Location labeling lines:
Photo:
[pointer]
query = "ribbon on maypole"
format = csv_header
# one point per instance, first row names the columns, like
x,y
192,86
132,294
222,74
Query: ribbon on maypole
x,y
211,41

- **Written request**:
Copy the lines above word for word, changing nothing.

- **Correct answer**:
Photo:
[pointer]
query = "ribbon on maypole"
format = csv_header
# one point per instance, first row names the columns, like
x,y
192,86
132,294
222,74
Query: ribbon on maypole
x,y
211,41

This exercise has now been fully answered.